### Work item
In the records below, find the line that contains "Target: black fire pit table" and the line that contains "Target: white porch post". Set down exactly those lines and every line between them, and nothing more.

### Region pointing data
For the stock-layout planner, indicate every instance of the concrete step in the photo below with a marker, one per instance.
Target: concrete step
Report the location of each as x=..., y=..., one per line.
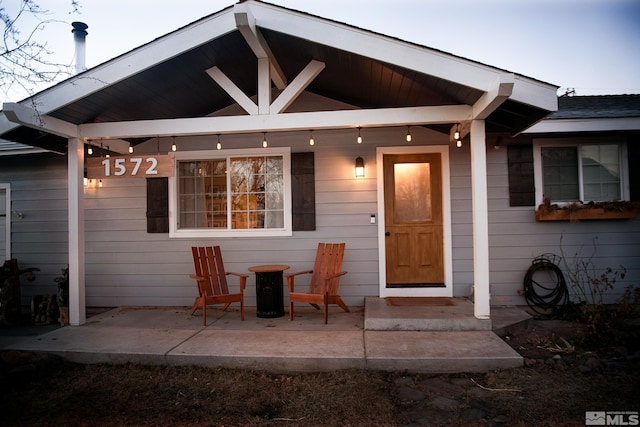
x=422, y=314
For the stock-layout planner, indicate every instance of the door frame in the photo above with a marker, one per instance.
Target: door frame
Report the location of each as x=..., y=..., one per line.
x=447, y=291
x=7, y=190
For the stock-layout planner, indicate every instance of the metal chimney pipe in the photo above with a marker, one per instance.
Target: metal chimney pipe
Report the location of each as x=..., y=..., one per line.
x=79, y=35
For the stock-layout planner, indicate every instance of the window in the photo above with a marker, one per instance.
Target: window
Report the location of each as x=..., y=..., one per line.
x=587, y=170
x=231, y=193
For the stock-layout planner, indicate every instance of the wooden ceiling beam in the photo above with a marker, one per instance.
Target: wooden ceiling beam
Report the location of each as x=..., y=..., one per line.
x=246, y=23
x=382, y=117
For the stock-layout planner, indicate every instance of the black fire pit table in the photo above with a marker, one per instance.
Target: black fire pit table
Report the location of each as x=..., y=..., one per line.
x=269, y=292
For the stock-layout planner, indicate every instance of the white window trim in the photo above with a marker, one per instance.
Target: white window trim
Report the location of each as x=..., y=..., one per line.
x=576, y=142
x=175, y=232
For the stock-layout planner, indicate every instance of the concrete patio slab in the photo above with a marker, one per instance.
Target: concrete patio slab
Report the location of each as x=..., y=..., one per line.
x=169, y=335
x=439, y=352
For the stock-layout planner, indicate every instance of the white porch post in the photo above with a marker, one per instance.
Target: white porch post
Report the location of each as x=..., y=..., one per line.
x=77, y=308
x=480, y=214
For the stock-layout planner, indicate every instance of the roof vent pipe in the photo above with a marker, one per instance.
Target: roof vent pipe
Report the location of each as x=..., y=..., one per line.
x=79, y=35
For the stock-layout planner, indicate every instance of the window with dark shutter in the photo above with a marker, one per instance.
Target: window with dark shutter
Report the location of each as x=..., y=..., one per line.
x=521, y=179
x=157, y=205
x=303, y=193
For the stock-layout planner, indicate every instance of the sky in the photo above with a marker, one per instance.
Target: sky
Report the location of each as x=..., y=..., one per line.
x=591, y=46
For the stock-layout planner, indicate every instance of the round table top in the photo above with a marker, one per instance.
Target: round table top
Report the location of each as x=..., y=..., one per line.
x=270, y=268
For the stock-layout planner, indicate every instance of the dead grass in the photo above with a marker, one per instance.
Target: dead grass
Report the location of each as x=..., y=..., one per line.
x=45, y=391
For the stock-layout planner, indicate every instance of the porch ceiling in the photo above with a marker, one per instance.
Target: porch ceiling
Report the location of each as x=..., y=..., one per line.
x=180, y=87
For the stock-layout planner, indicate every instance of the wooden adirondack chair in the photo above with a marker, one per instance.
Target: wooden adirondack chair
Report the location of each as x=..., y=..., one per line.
x=212, y=281
x=325, y=279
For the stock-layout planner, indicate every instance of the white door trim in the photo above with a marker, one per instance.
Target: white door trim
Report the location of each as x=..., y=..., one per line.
x=447, y=291
x=7, y=224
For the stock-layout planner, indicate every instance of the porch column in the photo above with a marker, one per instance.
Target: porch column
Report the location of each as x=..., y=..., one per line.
x=75, y=170
x=480, y=215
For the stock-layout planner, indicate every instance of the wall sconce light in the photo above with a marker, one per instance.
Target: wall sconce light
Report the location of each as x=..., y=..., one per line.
x=359, y=167
x=456, y=136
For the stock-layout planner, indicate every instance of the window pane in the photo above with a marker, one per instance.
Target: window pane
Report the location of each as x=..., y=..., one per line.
x=257, y=192
x=600, y=172
x=560, y=173
x=256, y=198
x=202, y=194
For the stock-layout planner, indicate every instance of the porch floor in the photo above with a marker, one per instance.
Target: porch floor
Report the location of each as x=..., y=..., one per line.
x=380, y=335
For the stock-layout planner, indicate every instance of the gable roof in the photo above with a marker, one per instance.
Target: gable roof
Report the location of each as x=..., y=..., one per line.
x=602, y=106
x=167, y=78
x=597, y=113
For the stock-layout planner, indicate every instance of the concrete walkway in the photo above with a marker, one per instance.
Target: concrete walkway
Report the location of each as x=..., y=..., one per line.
x=171, y=336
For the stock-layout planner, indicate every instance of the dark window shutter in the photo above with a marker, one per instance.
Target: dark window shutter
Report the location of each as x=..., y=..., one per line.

### Response to the task
Target: black fire pit table
Report the location of each as x=..., y=..., one per line.
x=269, y=292
For the stock-layout planner, indicate every instance of the white window trim in the photo above with a marker, one per instance.
Target: white window trim
Report the location of each as x=..., y=..., one per line.
x=576, y=142
x=175, y=232
For the stock-layout planner, indicate every instance of the concrete patio slab in the photo above with a marker, one per instance.
Target: concrete patio slab
Report the location of each as x=..., y=..., one per line.
x=169, y=335
x=439, y=352
For the stock-layout planner, indicate every instance of the white porch post in the photo above with a marker, one per instance.
Target: white porch post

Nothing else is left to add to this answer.